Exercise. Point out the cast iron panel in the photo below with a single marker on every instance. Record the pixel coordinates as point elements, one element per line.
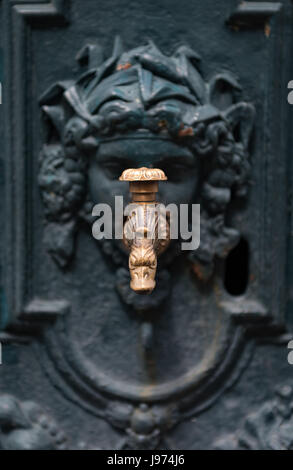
<point>90,89</point>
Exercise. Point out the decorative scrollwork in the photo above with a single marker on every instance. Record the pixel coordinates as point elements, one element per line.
<point>25,426</point>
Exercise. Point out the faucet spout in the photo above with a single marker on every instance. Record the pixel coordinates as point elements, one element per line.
<point>146,231</point>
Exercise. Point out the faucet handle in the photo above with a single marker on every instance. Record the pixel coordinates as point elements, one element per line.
<point>143,174</point>
<point>143,183</point>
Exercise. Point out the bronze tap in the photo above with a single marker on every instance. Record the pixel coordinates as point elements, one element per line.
<point>146,231</point>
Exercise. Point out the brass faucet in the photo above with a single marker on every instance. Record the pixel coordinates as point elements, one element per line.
<point>146,232</point>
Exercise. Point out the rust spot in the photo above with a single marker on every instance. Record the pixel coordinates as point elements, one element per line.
<point>123,66</point>
<point>162,123</point>
<point>198,272</point>
<point>187,131</point>
<point>267,30</point>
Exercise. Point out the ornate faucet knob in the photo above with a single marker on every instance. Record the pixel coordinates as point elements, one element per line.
<point>143,174</point>
<point>143,183</point>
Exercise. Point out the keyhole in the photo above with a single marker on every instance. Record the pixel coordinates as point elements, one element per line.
<point>237,269</point>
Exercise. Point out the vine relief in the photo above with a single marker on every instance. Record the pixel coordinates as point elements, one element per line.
<point>143,93</point>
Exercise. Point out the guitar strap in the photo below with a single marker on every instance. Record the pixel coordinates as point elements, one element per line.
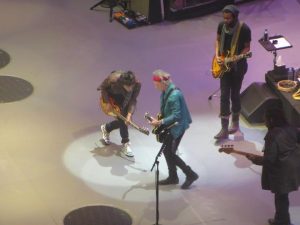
<point>164,101</point>
<point>235,40</point>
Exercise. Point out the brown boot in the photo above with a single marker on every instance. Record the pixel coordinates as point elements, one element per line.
<point>223,133</point>
<point>235,125</point>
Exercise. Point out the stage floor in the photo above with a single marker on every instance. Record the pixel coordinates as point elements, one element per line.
<point>51,159</point>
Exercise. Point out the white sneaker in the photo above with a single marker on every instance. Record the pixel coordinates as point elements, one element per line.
<point>126,150</point>
<point>105,134</point>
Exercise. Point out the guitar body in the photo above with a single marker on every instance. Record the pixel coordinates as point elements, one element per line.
<point>159,131</point>
<point>116,109</point>
<point>116,112</point>
<point>218,70</point>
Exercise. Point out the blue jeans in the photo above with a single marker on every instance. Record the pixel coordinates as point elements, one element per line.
<point>230,84</point>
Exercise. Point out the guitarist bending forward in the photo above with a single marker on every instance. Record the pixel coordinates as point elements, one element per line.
<point>119,90</point>
<point>233,39</point>
<point>173,110</point>
<point>280,163</point>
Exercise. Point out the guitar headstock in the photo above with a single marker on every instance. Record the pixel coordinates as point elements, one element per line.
<point>144,130</point>
<point>148,116</point>
<point>248,55</point>
<point>226,148</point>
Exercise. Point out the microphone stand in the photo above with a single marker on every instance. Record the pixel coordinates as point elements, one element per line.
<point>156,163</point>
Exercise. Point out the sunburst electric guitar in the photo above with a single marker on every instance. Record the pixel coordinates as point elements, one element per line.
<point>218,70</point>
<point>116,112</point>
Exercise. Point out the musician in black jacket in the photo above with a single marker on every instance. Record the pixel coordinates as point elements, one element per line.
<point>123,89</point>
<point>233,37</point>
<point>280,163</point>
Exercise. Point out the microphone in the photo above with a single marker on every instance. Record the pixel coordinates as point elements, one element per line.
<point>172,125</point>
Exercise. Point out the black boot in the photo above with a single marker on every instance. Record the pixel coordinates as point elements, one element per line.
<point>223,133</point>
<point>235,125</point>
<point>171,179</point>
<point>191,176</point>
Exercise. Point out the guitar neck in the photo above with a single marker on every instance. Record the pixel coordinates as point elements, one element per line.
<point>230,150</point>
<point>119,115</point>
<point>237,57</point>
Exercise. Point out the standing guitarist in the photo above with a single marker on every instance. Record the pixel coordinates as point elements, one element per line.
<point>119,90</point>
<point>233,39</point>
<point>176,116</point>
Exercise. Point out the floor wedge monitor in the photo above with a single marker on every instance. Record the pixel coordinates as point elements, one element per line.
<point>255,99</point>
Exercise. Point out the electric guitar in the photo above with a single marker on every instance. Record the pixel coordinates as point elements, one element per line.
<point>218,70</point>
<point>116,112</point>
<point>229,149</point>
<point>159,131</point>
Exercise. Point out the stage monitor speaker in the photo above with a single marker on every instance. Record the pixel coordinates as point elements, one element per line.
<point>255,99</point>
<point>152,9</point>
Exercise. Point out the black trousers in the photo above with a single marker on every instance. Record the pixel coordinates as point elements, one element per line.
<point>282,216</point>
<point>119,124</point>
<point>230,84</point>
<point>172,159</point>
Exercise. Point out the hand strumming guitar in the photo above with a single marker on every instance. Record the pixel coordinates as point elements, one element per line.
<point>155,122</point>
<point>255,159</point>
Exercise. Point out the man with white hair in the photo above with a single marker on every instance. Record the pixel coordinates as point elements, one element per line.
<point>174,111</point>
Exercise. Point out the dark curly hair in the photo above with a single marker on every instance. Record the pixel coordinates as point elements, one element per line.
<point>127,78</point>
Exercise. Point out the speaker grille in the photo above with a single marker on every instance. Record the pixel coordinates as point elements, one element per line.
<point>255,99</point>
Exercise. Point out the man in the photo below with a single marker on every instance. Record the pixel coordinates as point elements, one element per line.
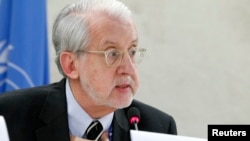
<point>97,52</point>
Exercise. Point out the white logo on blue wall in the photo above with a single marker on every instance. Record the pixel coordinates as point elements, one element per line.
<point>5,65</point>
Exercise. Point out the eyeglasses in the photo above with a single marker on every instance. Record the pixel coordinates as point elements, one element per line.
<point>113,56</point>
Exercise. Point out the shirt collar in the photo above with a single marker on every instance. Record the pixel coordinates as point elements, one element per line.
<point>78,119</point>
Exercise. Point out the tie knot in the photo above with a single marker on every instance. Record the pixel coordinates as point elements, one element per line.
<point>94,130</point>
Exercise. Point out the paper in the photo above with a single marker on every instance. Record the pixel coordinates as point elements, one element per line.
<point>151,136</point>
<point>3,130</point>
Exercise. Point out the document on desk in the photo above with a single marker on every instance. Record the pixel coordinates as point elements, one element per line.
<point>3,130</point>
<point>151,136</point>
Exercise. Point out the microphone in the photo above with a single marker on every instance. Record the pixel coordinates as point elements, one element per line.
<point>134,116</point>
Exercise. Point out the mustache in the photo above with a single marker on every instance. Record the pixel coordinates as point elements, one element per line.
<point>124,80</point>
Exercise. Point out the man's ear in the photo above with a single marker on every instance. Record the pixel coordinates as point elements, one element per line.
<point>68,62</point>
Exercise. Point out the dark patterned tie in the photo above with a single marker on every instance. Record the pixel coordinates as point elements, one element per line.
<point>94,131</point>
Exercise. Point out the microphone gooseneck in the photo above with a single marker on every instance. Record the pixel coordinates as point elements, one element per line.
<point>134,116</point>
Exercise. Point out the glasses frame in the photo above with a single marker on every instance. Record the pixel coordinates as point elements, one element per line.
<point>106,52</point>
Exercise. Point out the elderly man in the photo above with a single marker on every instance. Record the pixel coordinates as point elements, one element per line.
<point>97,52</point>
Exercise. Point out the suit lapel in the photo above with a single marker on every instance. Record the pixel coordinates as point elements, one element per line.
<point>54,115</point>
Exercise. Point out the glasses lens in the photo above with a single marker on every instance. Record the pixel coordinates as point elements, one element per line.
<point>112,56</point>
<point>136,55</point>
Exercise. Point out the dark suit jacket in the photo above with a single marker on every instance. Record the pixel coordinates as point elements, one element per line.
<point>40,114</point>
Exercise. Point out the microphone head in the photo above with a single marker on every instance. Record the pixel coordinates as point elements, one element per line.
<point>133,115</point>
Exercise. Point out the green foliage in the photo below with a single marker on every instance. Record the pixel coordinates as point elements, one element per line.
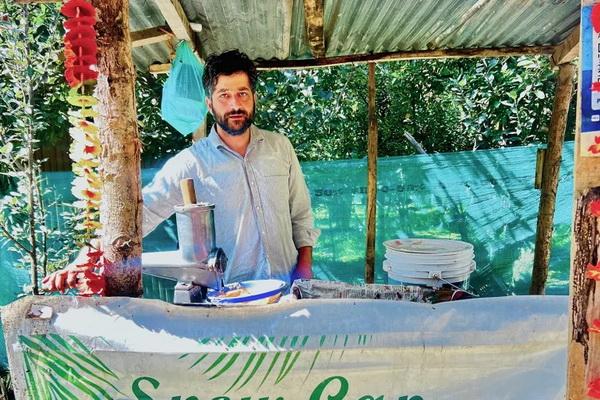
<point>159,139</point>
<point>31,38</point>
<point>446,105</point>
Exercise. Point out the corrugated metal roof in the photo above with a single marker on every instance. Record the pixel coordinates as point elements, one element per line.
<point>275,29</point>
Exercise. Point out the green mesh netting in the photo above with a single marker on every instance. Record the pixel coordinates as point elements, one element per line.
<point>484,197</point>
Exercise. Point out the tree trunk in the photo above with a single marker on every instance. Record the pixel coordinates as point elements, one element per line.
<point>372,180</point>
<point>120,212</point>
<point>550,173</point>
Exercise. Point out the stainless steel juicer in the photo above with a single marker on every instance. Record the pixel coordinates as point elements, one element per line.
<point>198,264</point>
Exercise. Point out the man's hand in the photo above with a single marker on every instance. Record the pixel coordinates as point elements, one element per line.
<point>304,265</point>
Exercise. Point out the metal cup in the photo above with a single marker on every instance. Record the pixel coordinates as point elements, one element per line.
<point>196,231</point>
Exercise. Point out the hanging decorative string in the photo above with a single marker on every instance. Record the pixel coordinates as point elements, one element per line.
<point>81,74</point>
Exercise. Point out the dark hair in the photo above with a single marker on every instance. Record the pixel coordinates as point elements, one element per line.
<point>227,63</point>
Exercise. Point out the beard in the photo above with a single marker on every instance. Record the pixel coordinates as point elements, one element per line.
<point>235,128</point>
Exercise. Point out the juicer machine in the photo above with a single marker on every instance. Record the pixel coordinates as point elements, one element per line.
<point>199,264</point>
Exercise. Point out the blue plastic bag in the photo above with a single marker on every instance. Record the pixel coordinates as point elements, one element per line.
<point>183,104</point>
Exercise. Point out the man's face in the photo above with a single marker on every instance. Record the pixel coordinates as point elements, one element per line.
<point>232,103</point>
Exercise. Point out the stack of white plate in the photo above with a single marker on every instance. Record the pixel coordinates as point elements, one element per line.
<point>428,262</point>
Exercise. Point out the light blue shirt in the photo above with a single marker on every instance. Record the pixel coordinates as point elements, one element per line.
<point>262,205</point>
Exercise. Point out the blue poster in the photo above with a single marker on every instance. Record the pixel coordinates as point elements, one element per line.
<point>590,81</point>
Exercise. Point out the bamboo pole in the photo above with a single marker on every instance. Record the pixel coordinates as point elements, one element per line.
<point>371,180</point>
<point>121,209</point>
<point>550,174</point>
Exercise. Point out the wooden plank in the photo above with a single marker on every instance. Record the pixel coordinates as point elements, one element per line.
<point>583,348</point>
<point>176,19</point>
<point>265,65</point>
<point>149,36</point>
<point>550,174</point>
<point>313,16</point>
<point>567,50</point>
<point>371,180</point>
<point>404,55</point>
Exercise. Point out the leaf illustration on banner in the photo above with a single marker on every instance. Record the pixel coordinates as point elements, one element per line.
<point>64,368</point>
<point>275,358</point>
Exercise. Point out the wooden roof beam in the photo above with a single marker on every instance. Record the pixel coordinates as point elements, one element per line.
<point>567,50</point>
<point>177,20</point>
<point>313,16</point>
<point>150,36</point>
<point>404,55</point>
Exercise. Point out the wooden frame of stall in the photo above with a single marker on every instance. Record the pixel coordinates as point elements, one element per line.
<point>121,161</point>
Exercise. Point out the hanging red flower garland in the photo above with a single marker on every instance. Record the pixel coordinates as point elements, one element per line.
<point>81,74</point>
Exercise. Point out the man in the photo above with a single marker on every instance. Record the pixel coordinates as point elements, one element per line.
<point>263,218</point>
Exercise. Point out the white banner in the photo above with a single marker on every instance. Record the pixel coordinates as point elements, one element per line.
<point>120,348</point>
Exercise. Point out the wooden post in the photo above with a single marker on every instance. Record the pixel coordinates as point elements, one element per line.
<point>372,180</point>
<point>584,346</point>
<point>550,174</point>
<point>121,209</point>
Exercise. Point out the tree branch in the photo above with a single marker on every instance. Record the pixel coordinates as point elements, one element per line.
<point>14,240</point>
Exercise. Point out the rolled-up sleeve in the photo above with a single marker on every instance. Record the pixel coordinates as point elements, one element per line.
<point>303,231</point>
<point>163,193</point>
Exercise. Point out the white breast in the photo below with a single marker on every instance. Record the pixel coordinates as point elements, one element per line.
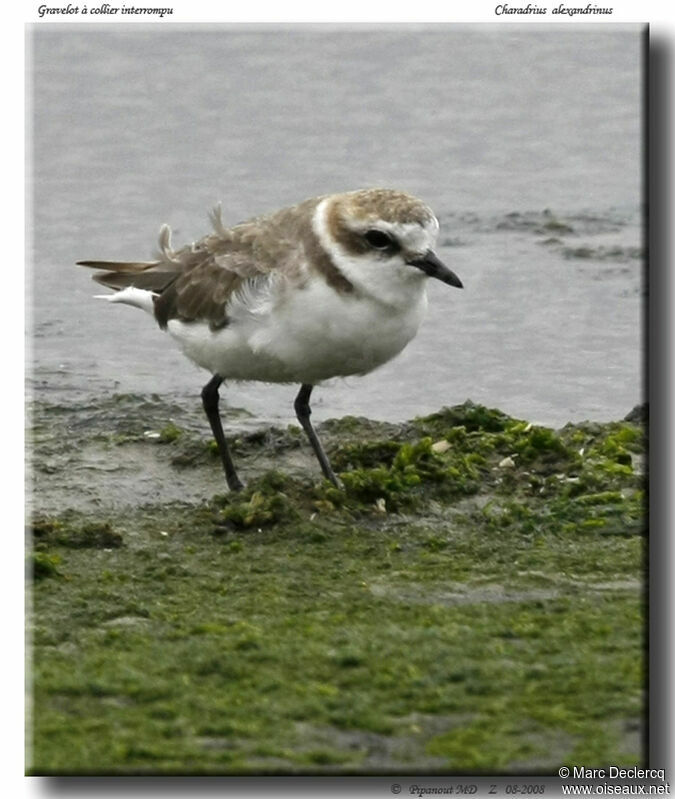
<point>304,335</point>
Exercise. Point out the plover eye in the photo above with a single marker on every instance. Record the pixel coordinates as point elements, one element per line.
<point>378,239</point>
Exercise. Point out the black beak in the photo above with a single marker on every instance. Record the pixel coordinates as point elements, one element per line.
<point>433,267</point>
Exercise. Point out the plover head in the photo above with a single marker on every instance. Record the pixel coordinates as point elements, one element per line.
<point>381,238</point>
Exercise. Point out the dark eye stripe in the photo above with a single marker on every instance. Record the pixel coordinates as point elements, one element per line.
<point>379,239</point>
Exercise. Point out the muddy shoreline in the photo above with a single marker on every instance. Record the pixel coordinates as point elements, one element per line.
<point>471,601</point>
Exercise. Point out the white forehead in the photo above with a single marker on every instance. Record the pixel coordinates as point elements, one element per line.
<point>411,235</point>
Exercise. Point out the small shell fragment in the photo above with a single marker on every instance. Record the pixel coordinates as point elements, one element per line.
<point>439,447</point>
<point>380,505</point>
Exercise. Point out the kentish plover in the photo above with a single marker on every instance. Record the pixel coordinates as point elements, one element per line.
<point>333,286</point>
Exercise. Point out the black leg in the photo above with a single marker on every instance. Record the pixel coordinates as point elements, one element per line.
<point>210,399</point>
<point>303,411</point>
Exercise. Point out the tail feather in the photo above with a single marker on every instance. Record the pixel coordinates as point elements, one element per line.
<point>154,276</point>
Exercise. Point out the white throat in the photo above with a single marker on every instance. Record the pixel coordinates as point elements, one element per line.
<point>388,281</point>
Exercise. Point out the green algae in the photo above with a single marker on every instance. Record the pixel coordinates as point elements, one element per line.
<point>470,601</point>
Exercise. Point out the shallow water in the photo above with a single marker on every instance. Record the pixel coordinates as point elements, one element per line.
<point>525,140</point>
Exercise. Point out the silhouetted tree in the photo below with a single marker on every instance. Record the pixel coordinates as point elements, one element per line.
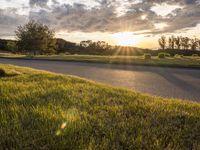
<point>162,42</point>
<point>194,44</point>
<point>35,38</point>
<point>178,42</point>
<point>185,43</point>
<point>171,42</point>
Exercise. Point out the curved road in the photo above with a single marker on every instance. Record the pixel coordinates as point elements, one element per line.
<point>165,82</point>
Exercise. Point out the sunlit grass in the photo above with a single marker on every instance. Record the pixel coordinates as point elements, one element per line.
<point>41,110</point>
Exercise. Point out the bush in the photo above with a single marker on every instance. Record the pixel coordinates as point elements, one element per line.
<point>147,56</point>
<point>2,73</point>
<point>161,55</point>
<point>195,55</point>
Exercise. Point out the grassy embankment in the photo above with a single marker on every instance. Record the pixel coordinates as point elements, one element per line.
<point>42,110</point>
<point>187,61</point>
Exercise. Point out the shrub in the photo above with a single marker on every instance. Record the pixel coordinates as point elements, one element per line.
<point>195,55</point>
<point>147,56</point>
<point>2,73</point>
<point>161,55</point>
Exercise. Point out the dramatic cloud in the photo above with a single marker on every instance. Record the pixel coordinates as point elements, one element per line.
<point>152,16</point>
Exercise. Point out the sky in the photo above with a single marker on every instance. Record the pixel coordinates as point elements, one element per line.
<point>136,23</point>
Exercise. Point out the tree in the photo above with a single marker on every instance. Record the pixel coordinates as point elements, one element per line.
<point>35,38</point>
<point>11,46</point>
<point>185,42</point>
<point>172,42</point>
<point>162,42</point>
<point>194,44</point>
<point>178,42</point>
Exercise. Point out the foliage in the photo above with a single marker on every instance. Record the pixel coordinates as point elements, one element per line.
<point>35,38</point>
<point>195,55</point>
<point>2,72</point>
<point>147,56</point>
<point>167,55</point>
<point>11,46</point>
<point>162,42</point>
<point>179,43</point>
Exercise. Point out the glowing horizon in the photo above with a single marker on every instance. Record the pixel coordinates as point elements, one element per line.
<point>137,23</point>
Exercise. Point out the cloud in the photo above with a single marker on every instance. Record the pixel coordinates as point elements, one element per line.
<point>40,3</point>
<point>107,15</point>
<point>9,20</point>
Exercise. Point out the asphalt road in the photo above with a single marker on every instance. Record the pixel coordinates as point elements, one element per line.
<point>164,82</point>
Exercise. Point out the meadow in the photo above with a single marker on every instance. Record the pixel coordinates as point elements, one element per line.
<point>43,110</point>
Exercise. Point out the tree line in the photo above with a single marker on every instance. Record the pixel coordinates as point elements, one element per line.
<point>179,43</point>
<point>36,38</point>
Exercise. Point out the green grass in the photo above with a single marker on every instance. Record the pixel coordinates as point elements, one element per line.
<point>188,61</point>
<point>42,110</point>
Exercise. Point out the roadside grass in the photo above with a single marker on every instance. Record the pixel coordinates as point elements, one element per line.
<point>43,110</point>
<point>186,61</point>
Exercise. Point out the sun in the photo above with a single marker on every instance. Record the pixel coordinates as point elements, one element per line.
<point>125,38</point>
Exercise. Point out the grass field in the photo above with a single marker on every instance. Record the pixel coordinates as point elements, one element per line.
<point>42,110</point>
<point>187,61</point>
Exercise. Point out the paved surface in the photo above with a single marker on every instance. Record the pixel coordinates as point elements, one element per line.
<point>165,82</point>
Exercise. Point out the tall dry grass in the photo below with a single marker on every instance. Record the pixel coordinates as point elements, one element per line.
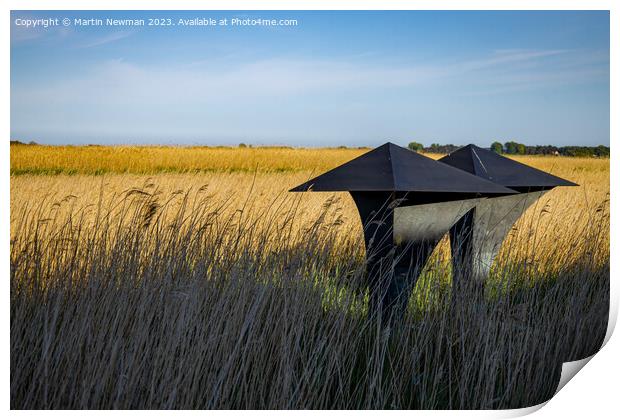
<point>224,291</point>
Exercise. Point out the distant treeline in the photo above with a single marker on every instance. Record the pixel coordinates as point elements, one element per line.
<point>514,148</point>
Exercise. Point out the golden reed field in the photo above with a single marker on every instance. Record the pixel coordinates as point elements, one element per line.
<point>255,178</point>
<point>188,277</point>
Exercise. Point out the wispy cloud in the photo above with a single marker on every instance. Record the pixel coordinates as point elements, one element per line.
<point>499,71</point>
<point>107,39</point>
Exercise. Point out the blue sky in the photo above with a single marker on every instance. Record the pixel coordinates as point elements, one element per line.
<point>337,78</point>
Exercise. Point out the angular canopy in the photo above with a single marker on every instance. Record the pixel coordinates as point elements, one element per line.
<point>393,168</point>
<point>501,170</point>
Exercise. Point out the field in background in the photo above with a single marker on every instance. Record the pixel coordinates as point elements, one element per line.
<point>190,278</point>
<point>96,160</point>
----------------------------------------
Job
Copy the lines above exactly, starting at the line containing "Exercise. Point out the tree trunk" and ending at the line containing "<point>428,262</point>", inclusive.

Result of the exercise
Exercise. Point out the tree trunk in the photo above with a single marker on every instance. Record the pixel coordinates as point elements, one element per line.
<point>372,180</point>
<point>120,212</point>
<point>550,173</point>
Exercise. Point out the stainless steel juicer in the photo above with a single marker on every instance. Record the pixel coordinates as point elements, one element per line.
<point>198,264</point>
Exercise. Point out the man's hand in the photo above with a single marker on every instance. Record the pixel coordinates as point elements, one element per line.
<point>304,265</point>
Exercise. Point out the metal cup in the photo above with a single marker on every instance. Record the pixel coordinates as point elements, one element per line.
<point>196,231</point>
Exercise. Point out the hanging decorative string in the photo above with a single marker on every instance. Record the pixel coordinates as point elements, one element per line.
<point>81,74</point>
Exercise. Point out the dark hair in the photo above with a single marker on every instance. Record the pixel coordinates as point elements, one element per line.
<point>227,63</point>
Exercise. Point out the beard in the photo above with a single marker on every instance. Record the pixel coordinates as point elements, one element per line.
<point>235,128</point>
Exercise. Point out the juicer machine in the photo above with a single marker on every instance. Record the pixel coordinates as point elements, one element per line.
<point>199,264</point>
Exercise. Point out the blue plastic bag in the photo above with a single marker on every instance. Record the pixel coordinates as point elements, one element per line.
<point>183,104</point>
Exercise. Point out the man's face in the photo above with a single marker on every instance. Record the pixel coordinates as point elements, one element per line.
<point>232,103</point>
Exercise. Point out the stack of white plate in the photo above with a single marker on every instance. Record the pixel coordinates as point elements, one element per line.
<point>428,262</point>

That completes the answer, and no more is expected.